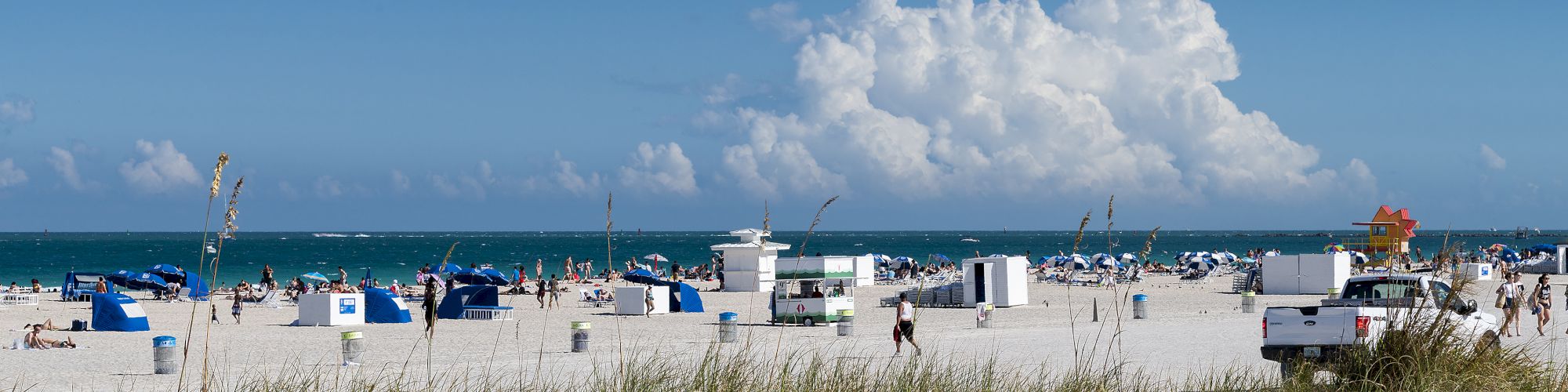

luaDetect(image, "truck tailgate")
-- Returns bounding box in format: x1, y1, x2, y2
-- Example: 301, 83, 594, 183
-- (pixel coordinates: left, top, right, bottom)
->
1264, 306, 1363, 345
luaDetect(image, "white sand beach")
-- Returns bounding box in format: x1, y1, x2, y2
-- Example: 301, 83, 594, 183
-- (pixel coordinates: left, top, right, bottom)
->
0, 276, 1568, 390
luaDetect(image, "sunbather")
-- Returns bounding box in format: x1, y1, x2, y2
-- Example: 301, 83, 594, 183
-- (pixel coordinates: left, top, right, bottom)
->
24, 325, 77, 350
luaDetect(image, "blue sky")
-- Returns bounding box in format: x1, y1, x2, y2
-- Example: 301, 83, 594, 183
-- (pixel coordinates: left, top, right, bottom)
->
0, 2, 1568, 230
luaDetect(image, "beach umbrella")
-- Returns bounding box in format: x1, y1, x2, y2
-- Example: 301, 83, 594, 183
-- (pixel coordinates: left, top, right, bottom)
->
1185, 260, 1214, 271
1090, 252, 1121, 268
299, 273, 332, 284
1057, 254, 1090, 270
125, 273, 169, 290
144, 263, 185, 282
1040, 256, 1073, 267
1497, 248, 1519, 263
103, 270, 136, 287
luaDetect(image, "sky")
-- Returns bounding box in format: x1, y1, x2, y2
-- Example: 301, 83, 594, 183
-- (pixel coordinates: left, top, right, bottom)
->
0, 0, 1568, 232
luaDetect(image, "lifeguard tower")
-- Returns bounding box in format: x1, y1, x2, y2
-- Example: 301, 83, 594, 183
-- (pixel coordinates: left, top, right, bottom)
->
709, 229, 789, 293
1344, 205, 1421, 260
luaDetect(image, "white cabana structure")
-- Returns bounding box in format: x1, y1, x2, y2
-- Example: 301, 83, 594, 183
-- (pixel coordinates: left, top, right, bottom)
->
709, 229, 789, 292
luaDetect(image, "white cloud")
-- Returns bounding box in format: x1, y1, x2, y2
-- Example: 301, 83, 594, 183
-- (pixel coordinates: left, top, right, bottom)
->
0, 158, 27, 188
278, 180, 299, 201
315, 176, 343, 199
718, 0, 1375, 201
392, 169, 412, 191
1480, 143, 1508, 169
0, 99, 33, 125
119, 140, 204, 193
44, 147, 88, 191
748, 2, 811, 41
550, 152, 601, 194
621, 141, 698, 196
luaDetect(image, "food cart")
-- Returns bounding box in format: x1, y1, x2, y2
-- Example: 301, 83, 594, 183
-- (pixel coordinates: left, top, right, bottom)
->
768, 256, 855, 326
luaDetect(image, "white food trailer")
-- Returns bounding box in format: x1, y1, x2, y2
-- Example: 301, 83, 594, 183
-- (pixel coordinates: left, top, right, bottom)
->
770, 256, 855, 326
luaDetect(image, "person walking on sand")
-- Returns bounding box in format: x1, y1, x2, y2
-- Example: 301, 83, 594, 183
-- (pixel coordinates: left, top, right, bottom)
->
229, 293, 245, 325
420, 276, 436, 339
1497, 273, 1519, 337
1530, 273, 1552, 336
892, 293, 920, 356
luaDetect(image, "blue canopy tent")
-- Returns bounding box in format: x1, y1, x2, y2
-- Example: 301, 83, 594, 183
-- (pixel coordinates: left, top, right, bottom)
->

#####

▶ Görevin amacı
Materyaldeki bütün satırları tekrar yaz; "Example" geçen her yerde onu "Sample" ile değiştir, başka hiçbir şeye dokunma. Resimleri cevaba koyma.

▶ Doğru cevap
luaDetect(image, "truck tailgate")
-- Returns bounding box in format: x1, y1, x2, y2
-- Sample: 301, 83, 594, 183
-- (pixel coordinates: left, top, right, bottom)
->
1264, 306, 1363, 345
luaDetect(image, "white sand beach")
-- Returns bounding box in format: x1, y1, x2, y2
-- Sample: 301, 83, 594, 183
-- (pixel coordinates: left, top, right, bottom)
->
0, 276, 1568, 390
luaDetect(image, "sunbather")
-- Returns bounding box in format: x1, y1, x2, y2
-- Sample: 301, 83, 594, 183
-- (pixel coordinates: left, top, right, bottom)
->
24, 325, 77, 350
luaDetect(image, "blue sky")
-- Returns bounding box in format: x1, y1, x2, y2
-- Sample: 301, 83, 594, 183
-- (pixel coordinates: left, top, right, bottom)
->
0, 2, 1568, 230
luaDetect(image, "beach umbrella")
-- Returns bounding box in format: x1, y1, x2, y2
-- Sample: 301, 83, 594, 183
-- (pixel coordinates: left, top, right, bottom)
->
1185, 260, 1214, 271
1090, 252, 1121, 268
299, 273, 332, 284
1057, 254, 1090, 270
125, 273, 169, 290
144, 263, 185, 282
1040, 256, 1073, 267
1497, 248, 1519, 263
103, 270, 136, 287
luaDetect(image, "sky")
-- Returns bounding box in format: x1, y1, x2, y2
-- Sample: 301, 83, 594, 183
-- (pixel coordinates: left, top, right, bottom)
->
0, 0, 1568, 232
luaDetect(image, "lifeguard tower")
-- Returns bounding box in format: x1, y1, x2, y2
-- Sample: 301, 83, 594, 183
-- (pixel coordinates: left, top, right, bottom)
->
709, 229, 789, 293
1344, 205, 1421, 260
luaDetect(image, "white cabana structure")
-- Returns bounding box in format: x1, y1, x2, y2
-- Sample: 301, 83, 594, 183
-- (pixel coordinates: left, top, right, bottom)
->
709, 229, 789, 292
luaDetect(image, "white cloud")
-- Returns bounding box in format: x1, y1, x2, y2
-- Sample: 301, 83, 594, 183
-- (pixel coordinates: left, top, right, bottom)
->
0, 158, 27, 188
278, 180, 299, 201
315, 176, 343, 199
718, 0, 1375, 201
392, 169, 412, 191
1480, 143, 1508, 169
0, 99, 33, 125
119, 140, 204, 193
44, 147, 88, 191
748, 2, 811, 41
550, 152, 601, 194
621, 141, 698, 196
luaDetect(image, "food cart")
-- Returns bounding box in format: x1, y1, x2, y2
-- Sample: 301, 83, 594, 183
-- (pixel coordinates: left, top, right, bottom)
->
768, 256, 855, 326
luaDetect(image, "white food trailer")
-- Returns bounding box in format: x1, y1, x2, y2
-- Sample: 301, 83, 594, 183
-- (pixel coordinates: left, top, right, bottom)
->
770, 256, 855, 326
luaDetect(image, "person walking on sand")
-- Returns bounding box in format: x1, y1, x2, y2
-- Sample: 301, 83, 594, 183
-- (pixel coordinates: left, top, right, bottom)
->
229, 293, 245, 325
420, 276, 436, 339
1497, 273, 1519, 337
1530, 273, 1552, 336
892, 293, 920, 356
luaDetect(image, "blue canopy tent")
-- Returns bounding box in format: x1, y1, x2, y2
-- Sample: 301, 83, 594, 183
-- (pixel coordinates: left, top, right, bottom)
->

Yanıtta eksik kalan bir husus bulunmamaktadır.